**DOCUMENT EXCERPT**.

——————————

# Thinking of cairo



## bat (Dec 1, 2010)

Sitting in Newcastle for 2 months and going through old threads (same stuff,) but I realised that when I'm in uk, Egypt does not cross my mind at all, Evan though I went through the " revolution " etc and sat through it, and when I'm in Egypt I don't think about uk either. Just musing.
So am I alone in this or is it more common than I think, this total separation.


----------



## saafend (Dec 21, 2010)

bat said:


> Sitting in Newcastle for 2 months and going through old threads (same stuff,) but I realised that when I'm in uk, Egypt does not cross my mind at all, Evan though I went through the " revolution " etc and sat through it, and when I'm in Egypt I don't think about uk either. Just musing.
> So am I alone in this or is it more common than I think, this total separation.


Im sorry im confused by this thread, how come your on forum in the first place if only thinking of Newcastle why there.
Do a poll by all means but my vote is no your on your own. 


Saaf


----------



## bat (Dec 1, 2010)

saafend said:


> Im sorry im confused by this thread, how come your on forum in the first place if only thinking of Newcastle why there.
> Do a poll by all means but my vote is no your on your own.
> 
> 
> Saaf


Yes your right, absolutely no right to be on this forum at all. :clap2:


----------



## hurghadapat (Mar 26, 2010)

bat said:


> Sitting in Newcastle for 2 months and going through old threads (same stuff,) but I realised that when I'm in uk, Egypt does not cross my mind at all, Evan though I went through the " revolution " etc and sat through it, and when I'm in Egypt I don't think about uk either. Just musing.
> So am I alone in this or is it more common than I think, this total separation.


Two totally different lifestyles....think that's why you tend not to think of them.Was in Newcastle yesterday.


----------



## jojo (Sep 20, 2007)

We all live for today and where we are NOW! Our brains keep us moving on and not looking back. I know exactly what you're saying tho.

Jo xxx


----------



## bat (Dec 1, 2010)

hurghadapat said:


> Two totally different lifestyles....think that's why you tend not to think of them.Was in Newcastle yesterday.


Now I'm thinking of going home(Cairo) and the nightmare of luggage weight etc.
But when I'm in Cairo I say I'm going home to Newcastle ,so now I think of both as home, so when that happened I've no idea,but always are happy when in either.


----------



## MaidenScotland (Jun 6, 2009)

bat said:


> Now I'm thinking of going home(Cairo) and the nightmare of luggage weight etc.
> But when I'm in Cairo I say I'm going home to Newcastle ,so now I think of both as home, so when that happened I've no idea,but always are happy when in either.


I wondered where you had got to, safe trip back x


----------



## bat (Dec 1, 2010)

MaidenScotland said:


> I wondered where you had got to, safe trip back x


Not been anywhere, but my summer hols in uk as usual, but got hooked on angry birds!!and took over my life for a while, but now back on the straight and narrow.


----------



## Widget (Jan 22, 2011)

bat said:


> when I'm in uk, Egypt does not cross my mind at all, Evan though I went through the " revolution " etc and sat through it, and when I'm in Egypt I don't think about uk either. Just musing.
> So am I alone in this or is it more common than I think, this total separation.


Not having been back to the UK yet, I don't know whether Egypt will cross my mind or not, but I know that when I'm here I rarely think of the UK. A friend asked me the other day if I was missing home? To me home is where the heart is (sorry for the cheesy cliche), so my answer was a resounding no. I may miss people in the UK from time to time, but Egypt is my home now. Even here, when we talk about going to Zagazig, we say going home, then when we return to Sharm, that's going home too.

I don't think you're alone Bat no, had wondered where you'd disappeared to though


----------



## saafend (Dec 21, 2010)

jojo said:


> We all live for today and where we are NOW! Our brains keep us moving on and not looking back. I know exactly what you're saying tho.
> 
> Jo xxx


Fair enough just me then. When im in the Valley i think of Egypt and when im in Egypt i think about what im doing that day. Never give the Valley a thought.

Saaf

Have you tried Hadaba?


----------

——————————

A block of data
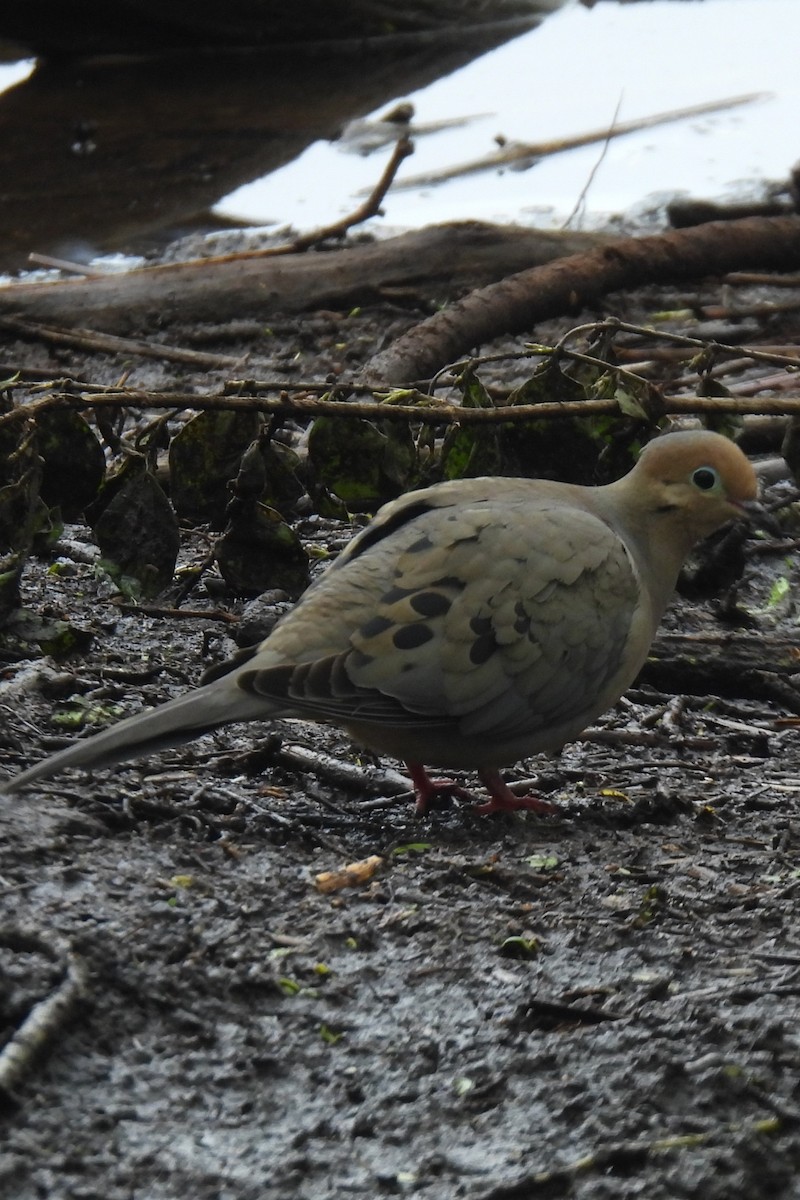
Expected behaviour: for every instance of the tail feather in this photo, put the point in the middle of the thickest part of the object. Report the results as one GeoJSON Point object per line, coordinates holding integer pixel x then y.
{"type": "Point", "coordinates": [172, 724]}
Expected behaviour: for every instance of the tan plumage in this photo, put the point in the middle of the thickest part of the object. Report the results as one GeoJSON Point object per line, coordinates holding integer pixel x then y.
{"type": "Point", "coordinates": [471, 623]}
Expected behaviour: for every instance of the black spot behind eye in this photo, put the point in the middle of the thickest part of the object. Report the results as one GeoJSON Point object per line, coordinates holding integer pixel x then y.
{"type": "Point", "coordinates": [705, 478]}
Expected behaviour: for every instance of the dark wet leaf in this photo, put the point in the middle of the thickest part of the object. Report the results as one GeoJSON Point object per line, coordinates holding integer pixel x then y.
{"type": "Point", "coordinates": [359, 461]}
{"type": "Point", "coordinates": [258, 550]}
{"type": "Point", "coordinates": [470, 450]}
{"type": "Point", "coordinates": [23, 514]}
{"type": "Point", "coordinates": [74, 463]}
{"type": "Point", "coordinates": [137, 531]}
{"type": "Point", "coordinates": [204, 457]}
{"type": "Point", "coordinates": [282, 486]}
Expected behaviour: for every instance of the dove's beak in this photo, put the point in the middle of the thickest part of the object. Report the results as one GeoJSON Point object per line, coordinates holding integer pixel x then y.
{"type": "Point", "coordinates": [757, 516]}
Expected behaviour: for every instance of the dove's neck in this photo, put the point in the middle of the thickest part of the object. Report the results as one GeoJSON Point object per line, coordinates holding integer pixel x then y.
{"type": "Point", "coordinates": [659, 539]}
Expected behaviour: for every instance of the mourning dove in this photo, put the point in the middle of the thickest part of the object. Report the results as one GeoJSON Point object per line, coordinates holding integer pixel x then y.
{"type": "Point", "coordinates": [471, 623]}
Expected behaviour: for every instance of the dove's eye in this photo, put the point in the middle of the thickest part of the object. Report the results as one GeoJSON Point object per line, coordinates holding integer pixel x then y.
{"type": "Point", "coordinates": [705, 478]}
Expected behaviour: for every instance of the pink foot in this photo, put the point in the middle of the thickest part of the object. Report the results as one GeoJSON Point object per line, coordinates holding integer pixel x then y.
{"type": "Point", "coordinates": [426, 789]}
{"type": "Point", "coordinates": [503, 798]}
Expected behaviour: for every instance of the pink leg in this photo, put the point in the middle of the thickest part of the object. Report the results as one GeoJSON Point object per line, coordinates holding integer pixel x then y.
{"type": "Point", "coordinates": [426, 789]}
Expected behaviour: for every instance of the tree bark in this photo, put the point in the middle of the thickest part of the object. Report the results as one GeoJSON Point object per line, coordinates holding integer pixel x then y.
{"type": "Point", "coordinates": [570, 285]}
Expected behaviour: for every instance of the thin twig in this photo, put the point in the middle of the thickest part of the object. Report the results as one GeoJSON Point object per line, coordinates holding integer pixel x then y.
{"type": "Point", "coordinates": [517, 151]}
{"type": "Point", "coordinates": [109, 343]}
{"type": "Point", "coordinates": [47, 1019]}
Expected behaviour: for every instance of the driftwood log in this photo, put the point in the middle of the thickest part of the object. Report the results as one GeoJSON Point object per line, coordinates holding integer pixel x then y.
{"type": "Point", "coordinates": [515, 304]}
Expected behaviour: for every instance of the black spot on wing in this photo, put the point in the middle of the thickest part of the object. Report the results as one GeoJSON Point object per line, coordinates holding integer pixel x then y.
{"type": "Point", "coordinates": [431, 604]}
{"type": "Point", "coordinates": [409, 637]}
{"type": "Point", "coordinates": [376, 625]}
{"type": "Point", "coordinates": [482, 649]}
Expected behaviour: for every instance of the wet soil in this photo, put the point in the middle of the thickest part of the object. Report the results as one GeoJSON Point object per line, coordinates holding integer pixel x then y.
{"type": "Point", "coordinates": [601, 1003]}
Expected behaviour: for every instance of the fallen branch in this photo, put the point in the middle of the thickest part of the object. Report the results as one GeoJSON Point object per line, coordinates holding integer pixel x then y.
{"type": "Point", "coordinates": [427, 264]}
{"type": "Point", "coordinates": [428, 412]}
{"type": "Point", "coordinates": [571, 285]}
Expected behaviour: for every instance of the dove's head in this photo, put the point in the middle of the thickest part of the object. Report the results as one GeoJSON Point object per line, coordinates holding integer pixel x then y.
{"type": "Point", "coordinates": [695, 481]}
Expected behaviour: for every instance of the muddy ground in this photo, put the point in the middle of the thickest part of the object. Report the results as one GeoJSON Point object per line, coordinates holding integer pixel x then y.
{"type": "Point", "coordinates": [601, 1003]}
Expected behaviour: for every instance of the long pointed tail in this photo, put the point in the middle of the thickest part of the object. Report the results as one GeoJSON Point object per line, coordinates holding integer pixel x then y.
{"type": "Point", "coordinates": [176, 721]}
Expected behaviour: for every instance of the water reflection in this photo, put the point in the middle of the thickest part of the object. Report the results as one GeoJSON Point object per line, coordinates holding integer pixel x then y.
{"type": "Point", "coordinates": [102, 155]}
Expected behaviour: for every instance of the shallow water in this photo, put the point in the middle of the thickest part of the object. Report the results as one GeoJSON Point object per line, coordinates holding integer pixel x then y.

——————————

**TASK LIST**.
1) Update the forum thread from "Not having been" up to and including "going home too.", replacing "cheesy cliche" with "old saying".
2) Tally how many lines of the entries contain the string "water", with case counting, and reply with the number only.

**TASK-BY-TASK RESULTS**.
1)
Not having been back to the UK yet, I don't know whether Egypt will cross my mind or not, but I know that when I'm here I rarely think of the UK. A friend asked me the other day if I was missing home? To me home is where the heart is (sorry for the old saying), so my answer was a resounding no. I may miss people in the UK from time to time, but Egypt is my home now. Even here, when we talk about going to Zagazig, we say going home, then when we return to Sharm, that's going home too.

2) 2